> [The exercise]:
Turn every line of the rows below into a numbered list, leaving out any blank lines.

[Annotation data for object locations]
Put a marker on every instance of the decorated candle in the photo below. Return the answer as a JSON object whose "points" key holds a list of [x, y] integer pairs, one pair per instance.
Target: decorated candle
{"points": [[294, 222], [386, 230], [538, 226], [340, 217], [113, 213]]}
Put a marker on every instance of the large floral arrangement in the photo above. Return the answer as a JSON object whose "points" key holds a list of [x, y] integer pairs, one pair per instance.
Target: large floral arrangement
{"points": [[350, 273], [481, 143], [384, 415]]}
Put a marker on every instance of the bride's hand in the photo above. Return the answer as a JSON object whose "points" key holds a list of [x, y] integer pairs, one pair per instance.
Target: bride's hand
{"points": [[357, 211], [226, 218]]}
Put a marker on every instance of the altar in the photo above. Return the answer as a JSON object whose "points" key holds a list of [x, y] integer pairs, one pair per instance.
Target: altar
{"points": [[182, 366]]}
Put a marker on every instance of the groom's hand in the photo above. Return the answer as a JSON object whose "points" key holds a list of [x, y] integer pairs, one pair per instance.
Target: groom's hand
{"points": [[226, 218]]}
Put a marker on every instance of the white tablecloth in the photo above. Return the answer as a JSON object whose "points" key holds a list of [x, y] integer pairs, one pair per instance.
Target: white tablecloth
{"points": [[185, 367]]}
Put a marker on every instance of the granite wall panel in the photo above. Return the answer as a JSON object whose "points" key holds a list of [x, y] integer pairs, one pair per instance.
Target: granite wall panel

> [Response to the task]:
1. Put a marker on every instance of the decorated candle in the photo below. Return the answer as a JSON object whose "points" key holds a list of [x, y] integer pairs, one pair per instance.
2. Target: decorated candle
3. {"points": [[294, 222], [386, 230], [538, 226], [340, 217], [113, 213]]}
4. Put a marker on every instance of the large floral arrangement in the photo above. Return the answer as a JSON object whose "points" key holds a list of [x, y] integer pairs, one pair per instance.
5. Target: large floral arrangement
6. {"points": [[350, 273], [481, 143], [384, 415]]}
7. Put a marker on every instance of the bride's hand in the photo above. Return the answer as a JSON object whose "points" key holds a list of [x, y] integer pairs, one pair per instance.
8. Target: bride's hand
9. {"points": [[357, 211], [226, 218]]}
10. Put a marker on every instance of the altar in the photo above. Return the answer as a JSON object whose "points" key holds a list of [x, y] integer pairs, one pair per instance.
11. Target: altar
12. {"points": [[182, 366]]}
13. Put a marker on every instance of the groom's hand in the photo above. Return the answer as a JSON object whose "points" key holds a list of [x, y] integer pairs, one pair per instance.
14. Target: groom's hand
15. {"points": [[226, 218]]}
16. Put a marker on every instance of the white tablecloth in the photo above. Return the answer as a JSON object whose "points" key holds a list of [x, y] integer pairs, one pair per instance.
17. Target: white tablecloth
18. {"points": [[185, 367]]}
19. Put a marker on every instance of the granite wall panel in the photo above. Return the answer as a JSON object whose "points" key holds a list of [x, y] integer pairs, one pair per instance.
20. Target: granite wall panel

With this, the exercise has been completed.